SELECTION:

Robert Collier, Found ALIVE!

In this special interview issue:

  • The “council of elders” secret to sparking your creative intelligence and solving business problems …
  • How a wet behind the ears kid pulled off a 3,900% ROI mailing …
  • The crux of the research biscuit …
  • The real reasons people buy – six core motives that spur people to action …
  • How to use reverse psychology to gently lead your prospect to an immediate decision …
  • A priceless lesson in information marketing, from one of the world’s best …
  • And much more!

Dear Web Business Builder:

One of the most remarkable passages in Napoleon Hill’s book “Think and Grow Rich” talks about Hill’s Council of Elders. Hill had a very unusual, and unusually effective way of sparking his creative intelligence and solving problems. It went something like this …

Each evening in the quiet of his study, Hill would close his eyes and enter a council chamber in the theatre of his mind. Next, he would take his seat as Chairman at the council table, and welcome 9 elder advisors (Ralph Waldo Emerson, Luther Burbank, Thomas Paine, Charles Darwin, Abraham Lincoln, Andrew Carnegie, Henry Ford, and Thomas Edison) who gradually entered the chamber to take their seats.

DATA EXCERPT:
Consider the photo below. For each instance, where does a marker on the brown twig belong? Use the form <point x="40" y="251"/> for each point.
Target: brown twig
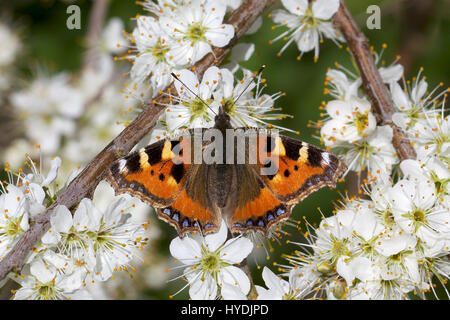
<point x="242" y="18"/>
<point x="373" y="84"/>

REQUIRED WORK:
1. Give every topic that the bullet points of the Robert Collier interview issue promise, leaving out the closing "And much more!"
2. According to the Robert Collier interview issue, which book contains the passage about Hill's Council of Elders?
3. Summarize the Robert Collier interview issue in two sentences.

COMPLETE ANSWERS:
1.
- The “council of elders” secret to sparking your creative intelligence and solving business problems
- How a wet behind the ears kid pulled off a 3,900% ROI mailing
- The crux of the research biscuit
- The real reasons people buy: six core motives that spur people to action
- How to use reverse psychology to gently lead your prospect to an immediate decision
- A priceless lesson in information marketing, from one of the world’s best

2. Napoleon Hill’s book “Think and Grow Rich.”

3. The special interview issue promises lessons on creative problem solving, a 3,900% ROI mailing, the core motives that make people buy, reverse psychology in selling, and information marketing. Its letter opens with a passage from Napoleon Hill’s “Think and Grow Rich,” in which Hill sparked his creative intelligence each evening by imagining himself chairing a council of advisors such as Emerson, Lincoln, Carnegie, Ford, and Edison.